Foi, como aquele ilustre doutrinário suíço, fraco político e excelente teorista, patriota zeloso,
tão austero porém
quanto dogmático, bondoso e afável em vez de egoísta e impertinente. Ao que
conste, nenhuma Madame de Staël sofreu cruelmente por ele.

 

Dom João VI apreciava-o e estimava-o sem
entusiasmo, nunca lhe tendo concedido a merecida distinção certamente por causa das suas opiniões conhecidamente constitucionais.
Demitido do cargo que exercia em Berlim, dizem que por exigência de Napoleão, voltara
Silvestre para Lisboa e mudara-se depois, não muito depois da corte, para o
Brasil, onde tão somente ocupou por anos os lugares de deputado da Junta do
Comércio e diretor
da Impressão Regia. Devia substituir nos Estados Unidos, como representante
diplomático, Corrêa da Serra quando o seu momento histórico pareceu soar com o movimento
de 1821. Chamado ou melhor empossado pelo motim militar e popular, o seu ministério
durou porém pouquíssimo e não influiu marcadamente na marcha dos
acontecimentos. Acompanhando
o rei no seu regresso foi residir em Paris, aí levando a vida de um estudioso e tornando-se
célebre como publicista jurídico, até vir mais tarde entregar a Portugal os frutos das suas
vigílias e meditações.

Silvestre
Pinheiro Ferreira, pelo que revelam suas cartas há pouco editadas, esteve quase único no
desencontro de opiniões que caracteriza esse instante histórico, em julgar a
revolução portuguesa no seu valor preciso. Nem a considerou insignificante, nem a encarou como o
fim da monarquia: para ele se não formulou sequer o dilema de dever o soberano
acu-dir às carreiras
a Portugal para salvar as instituições, ou ter que renunciar ao velho reino
pelo exclusivo do seu amor ao Brasil. Fiava dos imortais princípios a solução equitativa do problema.

De resto evento tão importante quanto aquele tinha sido
previsto por Silvestre,
chegando seis anos antes a prevenir o rei do que lhe guardava o futuro. Razão demais para não
perder a própria cabeça quando viu realizado seu vaticínio, e animar Dom João VI que, perdido entre cem pareceres
divergentes,
sensatos uns, incongruentes outros, que zuniam em redor do trono, ficara de todo pessimista,
reputando perdidos os negócios públicos.

Dados armazenados:
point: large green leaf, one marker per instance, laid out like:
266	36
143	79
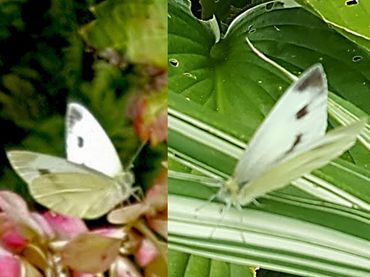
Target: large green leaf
220	90
186	265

O que fazer: Dê continuidade ao trecho sobre Silvestre Pinheiro Ferreira, começando logo após a última frase apresentada.

Resultado do exercício:
Depois do 26 de fevereiro eram dois os partidos a querer
que Dom João VI deixasse o Brasil, pretendendo
naturalmente o patriota que Dom Pedro porém ficasse, pois de um mancebo assim
inexperiente e árdego se poderia facilmente fazer o instrumento da separação e da independência. O rei bem o percebia, e por isso
redobravam suas hesitações. De qualquer lado se lhe antolhavam revoluções. Advinhava que deixar o
Brasil seria perdê-lo,
se bem que em provável benefício da sua própria dinastia. Não ir porém para Portugal, era
perder completamente o reino dos seus antepassados, permitindo à revolução
constitucional que degenerasse em republicana, a não consentir numa reação absolutista,
sanguinolenta come muitos
a preconizavam. Ora, se havia um ponto em que concordassem plenamente Dom João e Silvestre,
era com certeza na antipatia às repressões
cruéis e na preferência pelas soluções brandas.-

A moderação não aproveitava contudo com personagens tais
como os cabecilhas
do motim de 26, que tiveram a petulância de exigir serem apresentadas ao rei. Eles estavam
formando o que Maler muito apropriadamente denominava um comité de salut public — comitê,
dizia ele, sem missão, sem autoridade e sem forças reais, a que entretanto bastava proferir
uma palavra para
ser obedecido pelo impulso do terror pânico que inspirava.987

Os exaltados que formavam a corte desses tiranetes, de
convicção uns e a maior parte de cálculo, imaginaram logo um conselho
extraministerial sem o assentimento do qual ficassem rei e governo proibidos de
tomar resolução
alguma importante sobre os negócios públicos. Em Madri, que se tratava de imitar ponto por
ponto, funcionara uma junta análoga antes da reunião das cortes, e no Rio já audaciosamente
circulava a lista de dez membros de que se devia compor o tal conselho
provisório. Entre eles só se contava um brasileiro, e este mesmo octogenário, porque o plano no fundo era antinacional como era na forma demagógico.

O que se queria era cercear mais e mais a autoridade suprema, escravizar o rei, cuja figura
desaparecia gradualmente diante da insubordinação e da anarquia, porque Dom João fraquejara por
completo na ignorância
do seu poder e do real valor da sua função soberana. Se, bem aconselhado, escrevia Maler, esse
príncipe fizesse encarcerar os dois padres Góes e Macambôa, as demonstrações de regozijo e as
luminárias seriam mais gerais do que o
foram por ocasião da Constituição.

Os energúmenos do constitucionalismo tinham
convulsionado uma cidade que até aí só com festas se alvoroçara, e açulado as
ruins paixões políticas.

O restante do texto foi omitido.